● APPLY WHAT YOU READ
A - In the figure caption on resistance assays, reproduce exactly the passage that opens with the words containing "Comparison of the" and closes with "drops to 0.460.".
B - According to the figure caption on resistance assays, what Lin's Agreement estimate is given for frequencies below 20%?

Fig. 4.

Comparison of the two different assays, pyrosequencing populations of individual egg/larvae and deep amplicon sequencing of bulk egg/larval DNA preparations to estimate frequency of resistant mutations in the N. battus β-tubulin isotype-1 gene.

Panel A. Scatter-plot of frequencies of resistant mutation at codon 200 generated from deep amplicon sequencing and pyrosequencing. Frequencies generated from sequencing on the x-axis and frequencies generated from pyrosequencing on the y-axis. Lin's Agreement analysis shows (0.961) that overall there is very little difference between the results generated from the two different assays except at the lower frequencies (<20%) when Lins' Agreement estimate drops to 0.460.

Panel B. Bland-Altman plot comparing F200Y allele frequency results obtained from pyrosequencing vs. deep amplicon sequencing. The mean F200Y allele frequency (x-axis) was plotted against the difference in F200Y allele frequency between the two technologies (y-axis) to explore the variation observed. The dashed lines represent the mean difference and standard deviations with the respective 95% confidence intervals of each indicated by dotted lines.

Panel C. Parallel-sets plot displaying the relative proportions of samples that are either positive i.e. the resistant mutation (200Y) is present on a farm or negative i.e. the resistant mutation is absent on that farm, at a threshold of 1%. The cross-over regions represent the relative proportion of samples that disagree between the assays and were categorised as suspected resistant farms (where one technology identified the F200Y mutation and the other did not). Suspect resistant alleles were more commonly identified by pyrosequencing than deep sequencing.

● AVAILABLE DATA
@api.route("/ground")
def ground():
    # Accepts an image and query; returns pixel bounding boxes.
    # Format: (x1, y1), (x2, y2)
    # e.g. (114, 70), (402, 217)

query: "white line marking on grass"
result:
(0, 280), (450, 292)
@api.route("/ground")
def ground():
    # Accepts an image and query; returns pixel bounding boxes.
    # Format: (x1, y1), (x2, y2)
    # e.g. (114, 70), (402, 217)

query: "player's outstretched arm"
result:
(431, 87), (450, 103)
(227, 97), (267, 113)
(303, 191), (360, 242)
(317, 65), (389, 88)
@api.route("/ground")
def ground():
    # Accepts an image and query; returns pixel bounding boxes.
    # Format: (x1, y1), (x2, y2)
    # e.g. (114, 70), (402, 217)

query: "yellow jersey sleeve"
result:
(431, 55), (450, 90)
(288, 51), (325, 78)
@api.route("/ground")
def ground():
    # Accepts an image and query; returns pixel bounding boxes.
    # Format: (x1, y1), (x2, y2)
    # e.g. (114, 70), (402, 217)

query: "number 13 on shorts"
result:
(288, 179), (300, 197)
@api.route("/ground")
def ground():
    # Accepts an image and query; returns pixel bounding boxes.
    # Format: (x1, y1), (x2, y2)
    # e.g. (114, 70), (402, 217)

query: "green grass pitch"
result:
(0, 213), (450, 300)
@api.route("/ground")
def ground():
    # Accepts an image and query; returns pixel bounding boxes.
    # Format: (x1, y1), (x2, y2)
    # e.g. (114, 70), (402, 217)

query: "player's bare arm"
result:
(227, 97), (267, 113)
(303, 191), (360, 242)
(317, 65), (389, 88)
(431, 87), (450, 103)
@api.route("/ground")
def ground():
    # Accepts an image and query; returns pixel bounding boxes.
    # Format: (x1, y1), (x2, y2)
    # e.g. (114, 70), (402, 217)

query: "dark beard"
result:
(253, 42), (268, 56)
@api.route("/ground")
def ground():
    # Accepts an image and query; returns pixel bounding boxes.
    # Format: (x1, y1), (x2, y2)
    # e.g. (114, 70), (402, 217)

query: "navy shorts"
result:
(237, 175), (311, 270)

● ANSWERS TO THE PROBLEMS
A -
Comparison of the two different assays, pyrosequencing populations of individual egg/larvae and deep amplicon sequencing of bulk egg/larval DNA preparations to estimate frequency of resistant mutations in the N. battus β-tubulin isotype-1 gene.

Panel A. Scatter-plot of frequencies of resistant mutation at codon 200 generated from deep amplicon sequencing and pyrosequencing. Frequencies generated from sequencing on the x-axis and frequencies generated from pyrosequencing on the y-axis. Lin's Agreement analysis shows (0.961) that overall there is very little difference between the results generated from the two different assays except at the lower frequencies (<20%) when Lins' Agreement estimate drops to 0.460.

B - 0.460